### DOCUMENT EXTRACT
=-=-=-=-=

Additive partial linear models with autoregressive symmetric errors and its application to the hospitalizations for respiratory diseases

Additive partial linear models with symmetric autoregressive errors of order p are proposed in this paper for modeling time series data. Specifically, we apply this model class to explain the weekly hospitalization for respiratory diseases in Sorocaba, São Paulo, Brazil, by incorporating climate and pollution as covariates, trend and seasonality. The main feature of this model class is its capability of considering a set of explanatory variables with linear and nonlinear structures, which allows, for example, to model jointly trend and seasonality of a time series with additive functions for the nonlinear explanatory variables and a predictor to accommodate discrete and linear explanatory variables. Additionally, the conditional symmetric errors allow the possibility of fitting data with high correlation order, as well as error distributions with heavier or lighter tails than the normal ones. We present the model class and a novel iterative process is derived by combining a P-GAM type algorithm with a quasi-Newton procedure for the parameter estimation. The inferential results, diagnostic procedures, including conditional quantile residual analysis and local influence analysis for sensitivity, are discussed. Simulation studies are performed to assess finite sample properties of parametric and nonparametric estimators. Finally, the data set analysis and concluding remarks are given.

=-=-=-=-=

### PROBLEM STATEMENT
In the abstract on additive partial linear models, what do the conditional symmetric errors make possible? Answer in one to three sentences. The material after this point comes from a different source than the abstract.

=-=-=-=-=

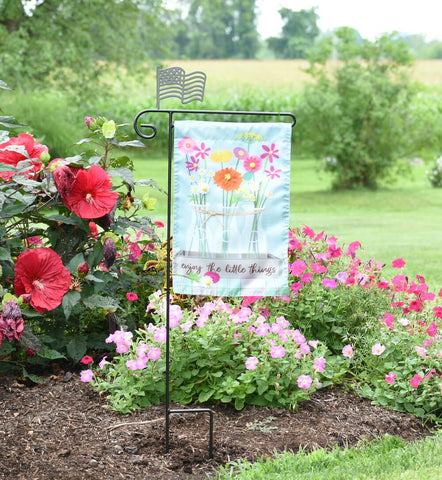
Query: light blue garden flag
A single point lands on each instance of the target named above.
(231, 208)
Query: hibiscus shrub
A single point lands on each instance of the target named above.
(73, 245)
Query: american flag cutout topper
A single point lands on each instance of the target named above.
(231, 208)
(175, 82)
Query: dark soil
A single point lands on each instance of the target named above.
(63, 430)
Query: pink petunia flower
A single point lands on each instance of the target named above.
(305, 381)
(398, 263)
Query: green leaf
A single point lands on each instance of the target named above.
(76, 348)
(99, 301)
(69, 301)
(108, 129)
(5, 254)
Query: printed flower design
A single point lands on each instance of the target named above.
(269, 152)
(228, 179)
(192, 164)
(252, 164)
(41, 273)
(187, 145)
(240, 153)
(88, 194)
(221, 156)
(202, 151)
(12, 158)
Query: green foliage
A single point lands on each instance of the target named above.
(358, 115)
(298, 33)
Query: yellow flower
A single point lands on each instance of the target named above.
(221, 156)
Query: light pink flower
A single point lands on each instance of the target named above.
(377, 349)
(305, 381)
(252, 363)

=-=-=-=-=

### ANSWER BOX
They make it possible to fit data with a high correlation order. They also allow error distributions with heavier or lighter tails than the normal ones.